(Dataset items)
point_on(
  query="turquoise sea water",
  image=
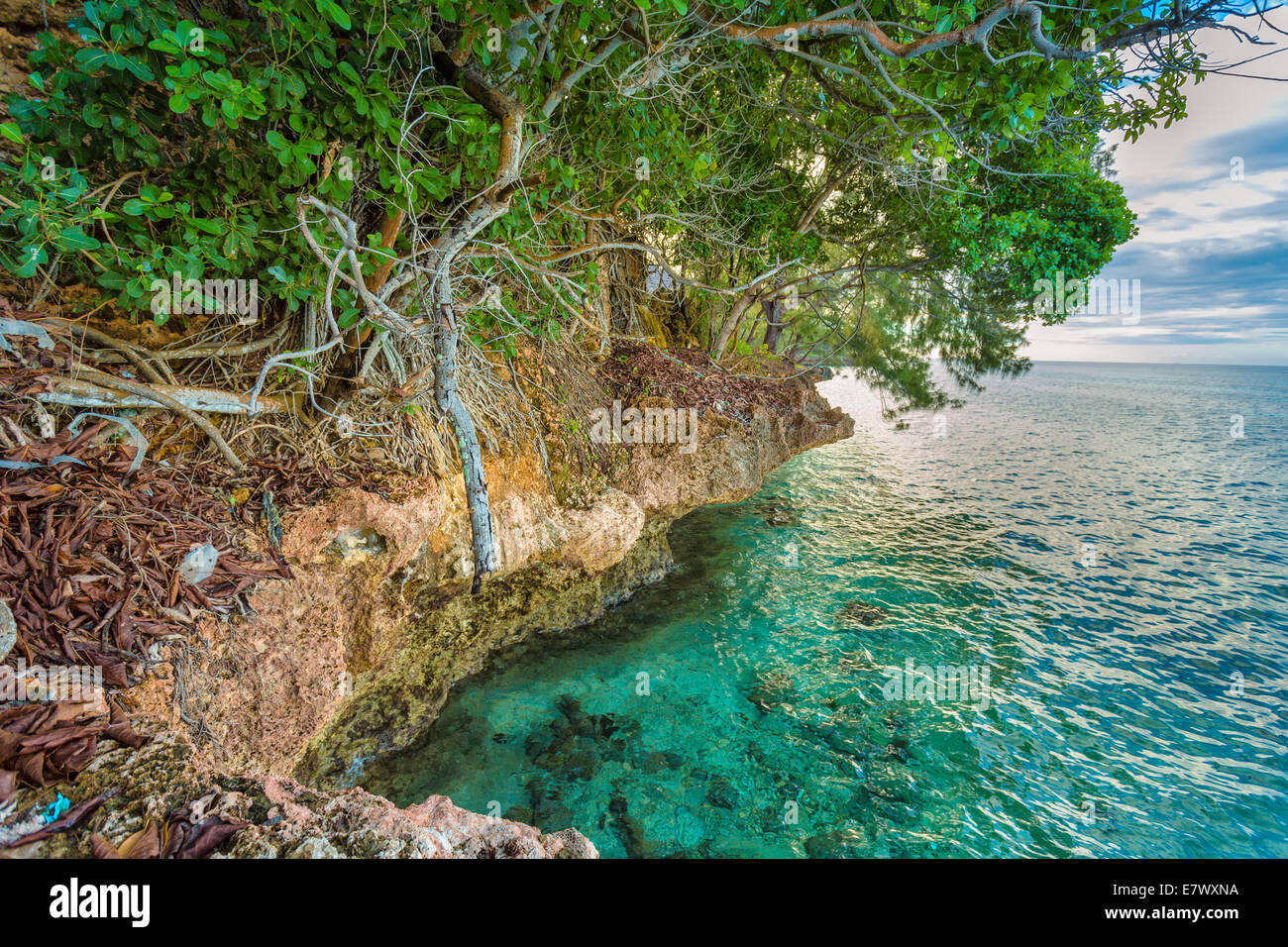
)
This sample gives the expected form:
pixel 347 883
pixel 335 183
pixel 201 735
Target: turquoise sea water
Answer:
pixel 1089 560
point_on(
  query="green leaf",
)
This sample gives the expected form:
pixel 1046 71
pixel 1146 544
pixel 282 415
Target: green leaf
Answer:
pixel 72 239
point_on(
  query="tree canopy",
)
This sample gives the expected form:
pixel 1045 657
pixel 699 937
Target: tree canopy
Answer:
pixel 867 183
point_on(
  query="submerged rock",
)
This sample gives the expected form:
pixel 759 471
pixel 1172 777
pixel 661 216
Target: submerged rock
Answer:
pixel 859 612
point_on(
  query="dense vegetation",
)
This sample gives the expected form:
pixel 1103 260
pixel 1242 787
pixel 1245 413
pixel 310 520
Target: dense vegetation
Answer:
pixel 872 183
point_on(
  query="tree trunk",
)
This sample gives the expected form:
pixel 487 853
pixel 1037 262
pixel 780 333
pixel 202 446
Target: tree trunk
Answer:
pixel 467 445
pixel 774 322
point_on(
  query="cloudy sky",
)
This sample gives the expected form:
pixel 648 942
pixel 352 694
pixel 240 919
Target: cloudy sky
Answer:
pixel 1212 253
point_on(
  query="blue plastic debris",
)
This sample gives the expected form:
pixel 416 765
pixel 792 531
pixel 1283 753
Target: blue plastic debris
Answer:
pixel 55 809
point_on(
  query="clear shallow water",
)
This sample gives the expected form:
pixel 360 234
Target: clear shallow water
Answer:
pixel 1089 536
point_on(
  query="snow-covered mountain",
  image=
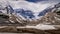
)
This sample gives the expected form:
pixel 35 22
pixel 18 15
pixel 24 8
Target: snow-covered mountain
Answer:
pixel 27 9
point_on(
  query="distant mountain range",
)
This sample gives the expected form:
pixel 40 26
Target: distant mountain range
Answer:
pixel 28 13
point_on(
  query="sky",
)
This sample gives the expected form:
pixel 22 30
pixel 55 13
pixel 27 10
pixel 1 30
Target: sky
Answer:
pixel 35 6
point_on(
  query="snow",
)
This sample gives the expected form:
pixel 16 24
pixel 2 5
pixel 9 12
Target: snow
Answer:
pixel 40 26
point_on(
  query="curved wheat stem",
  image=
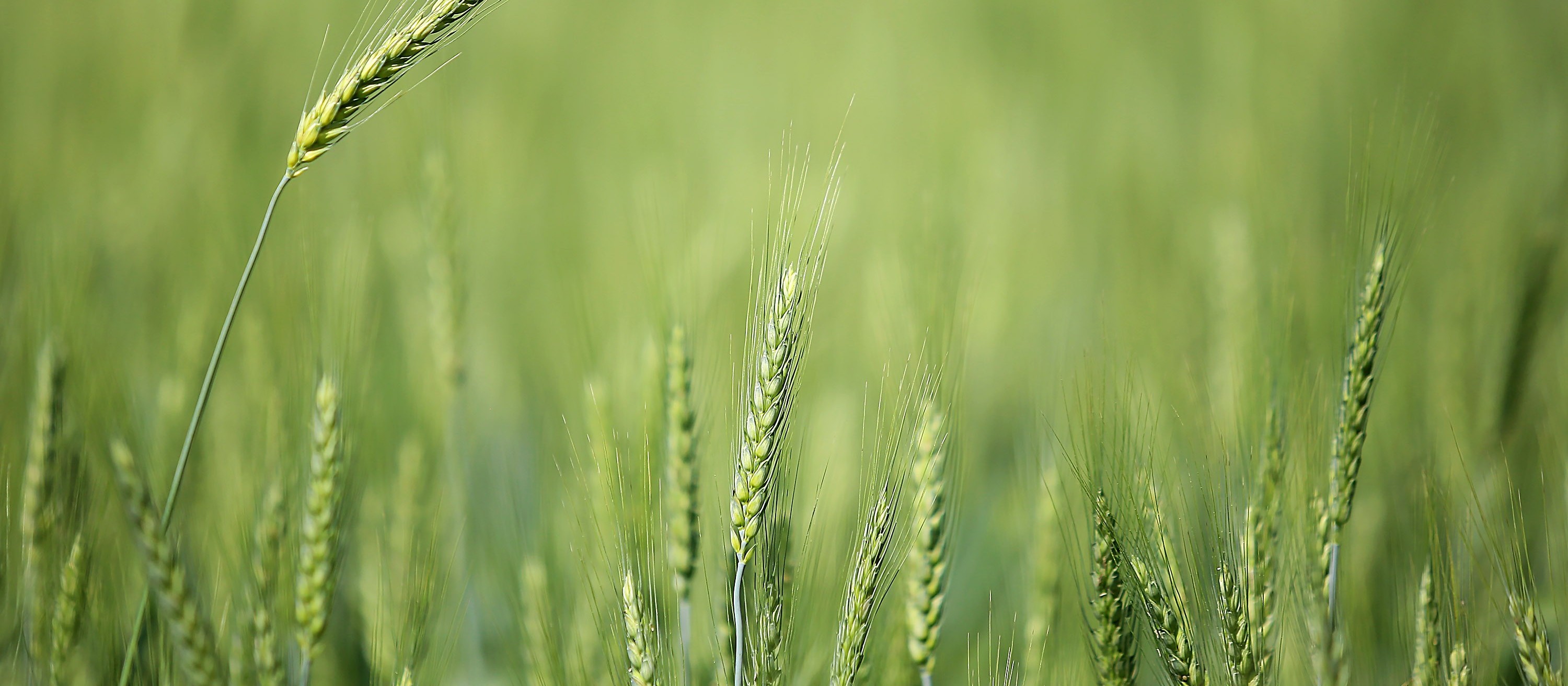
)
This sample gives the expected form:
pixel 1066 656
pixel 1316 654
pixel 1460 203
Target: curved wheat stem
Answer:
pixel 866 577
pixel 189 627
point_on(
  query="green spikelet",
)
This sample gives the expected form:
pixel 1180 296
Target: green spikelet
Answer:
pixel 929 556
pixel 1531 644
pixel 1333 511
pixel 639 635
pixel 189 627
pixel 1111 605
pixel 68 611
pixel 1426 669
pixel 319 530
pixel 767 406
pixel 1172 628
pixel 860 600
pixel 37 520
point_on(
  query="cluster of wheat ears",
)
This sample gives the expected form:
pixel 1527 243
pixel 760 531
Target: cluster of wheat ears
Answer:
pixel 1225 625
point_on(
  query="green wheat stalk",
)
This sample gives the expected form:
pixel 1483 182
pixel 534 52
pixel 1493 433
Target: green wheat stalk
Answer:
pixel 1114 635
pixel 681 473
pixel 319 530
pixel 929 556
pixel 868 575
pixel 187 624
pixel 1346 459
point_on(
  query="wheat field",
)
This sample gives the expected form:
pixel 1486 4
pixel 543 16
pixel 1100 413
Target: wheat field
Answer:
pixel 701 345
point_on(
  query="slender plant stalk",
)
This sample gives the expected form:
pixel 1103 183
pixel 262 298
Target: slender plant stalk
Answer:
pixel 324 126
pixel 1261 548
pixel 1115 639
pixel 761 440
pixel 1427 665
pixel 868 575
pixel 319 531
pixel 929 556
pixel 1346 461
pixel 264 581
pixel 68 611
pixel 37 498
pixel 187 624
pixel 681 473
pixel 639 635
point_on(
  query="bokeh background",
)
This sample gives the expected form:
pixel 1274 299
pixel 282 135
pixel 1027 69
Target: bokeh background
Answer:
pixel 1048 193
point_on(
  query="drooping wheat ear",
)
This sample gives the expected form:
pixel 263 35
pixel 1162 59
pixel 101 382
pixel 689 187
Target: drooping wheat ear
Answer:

§ **What this task involves**
Keep the pictures out and transcribe the entries exactly.

§ **Written answer**
point_on(
  query="turquoise sea water",
  image=
)
This sample gives the expected form:
pixel 347 883
pixel 335 183
pixel 201 735
Target: turquoise sea water
Answer:
pixel 1089 560
point_on(
  query="green leaf",
)
This sample gives the expected form:
pixel 1046 71
pixel 1146 544
pixel 282 415
Target: green leaf
Answer:
pixel 72 239
point_on(
  query="tree canopy",
)
This sample gives the expected form:
pixel 1045 657
pixel 699 937
Target: tree canopy
Answer:
pixel 867 183
point_on(
  query="submerged rock",
)
This sample gives the expected form:
pixel 759 471
pixel 1172 777
pixel 661 216
Target: submerged rock
Answer:
pixel 859 612
point_on(
  query="dense vegetation",
)
This sample gives the expected form:
pixel 1103 260
pixel 1242 787
pixel 1245 413
pixel 310 520
Target: dense vegetation
Answer:
pixel 872 183
point_on(
  query="tree trunk",
)
This sample gives the expected form:
pixel 487 853
pixel 1037 262
pixel 780 333
pixel 202 446
Target: tree trunk
Answer:
pixel 467 445
pixel 774 322
point_on(
  query="cloudy sky",
)
This sample gives the expected form:
pixel 648 942
pixel 352 694
pixel 240 919
Target: cloudy sky
Answer:
pixel 1212 253
point_on(
  query="blue plastic debris",
)
This sample gives the expected form:
pixel 416 765
pixel 792 531
pixel 1283 753
Target: blue plastic debris
Answer:
pixel 55 809
point_on(
  query="clear shallow water",
)
This sample gives the expected form:
pixel 360 234
Target: clear shallow water
Answer:
pixel 1089 536
point_on(
  query="snow-covered mountain",
  image=
)
This sample gives the expected form:
pixel 35 22
pixel 18 15
pixel 24 8
Target: snow-covered mountain
Answer:
pixel 27 9
point_on(
  query="distant mountain range",
)
This sample gives the expected form:
pixel 40 26
Target: distant mountain range
Answer:
pixel 28 13
point_on(
  query="sky",
)
This sample gives the expected form:
pixel 22 30
pixel 55 13
pixel 27 10
pixel 1 30
Target: sky
Answer:
pixel 35 6
point_on(
  query="snow",
)
This sample gives the expected form:
pixel 16 24
pixel 2 5
pixel 9 12
Target: snow
Answer:
pixel 40 26
point_on(
  query="curved wheat stem",
  image=
)
This sample gives the expected form:
pixel 1066 656
pixel 1316 654
pixel 1460 203
Target: curved wheat stem
Answer:
pixel 866 577
pixel 189 627
point_on(
  query="green spikelet",
)
This sample gives the expected form:
pixel 1180 296
Target: green spikelet
Answer:
pixel 929 556
pixel 1531 644
pixel 1333 511
pixel 639 635
pixel 189 627
pixel 1111 605
pixel 68 611
pixel 1426 669
pixel 319 530
pixel 767 406
pixel 1172 628
pixel 860 600
pixel 37 520
point_on(
  query="cluster of wheat ears",
)
This sample gives the expected form:
pixel 1527 243
pixel 760 531
Target: cluster of wheat ears
Answer:
pixel 1225 625
point_on(
  query="green wheat stalk",
)
This sample gives the expected form:
pixel 1483 182
pixel 534 52
pixel 1493 433
Target: green wheat stalk
Answer:
pixel 1114 635
pixel 681 473
pixel 319 530
pixel 929 556
pixel 868 575
pixel 187 624
pixel 1346 459
point_on(
  query="wheat field",
)
This sample gives the expected form:
pixel 1486 4
pixel 543 16
pixel 1100 413
Target: wheat field
Answer:
pixel 701 345
point_on(
  query="slender plant stalk",
)
This sample gives the expected form:
pixel 1103 183
pixel 262 298
Target: slender plant stalk
Answer:
pixel 324 126
pixel 1261 548
pixel 1115 639
pixel 761 440
pixel 1427 665
pixel 868 575
pixel 319 531
pixel 929 556
pixel 1346 461
pixel 264 581
pixel 68 611
pixel 37 498
pixel 187 624
pixel 681 473
pixel 639 635
point_on(
  query="bokeh background",
)
This sample gives the expected form:
pixel 1274 299
pixel 282 135
pixel 1027 69
Target: bokeh background
Answer:
pixel 1048 193
point_on(
  query="drooping wheat ear",
)
This sample gives the expected form:
pixel 263 35
pixel 1162 59
pixel 101 382
pixel 689 187
Target: drooping wheat ear
Answer:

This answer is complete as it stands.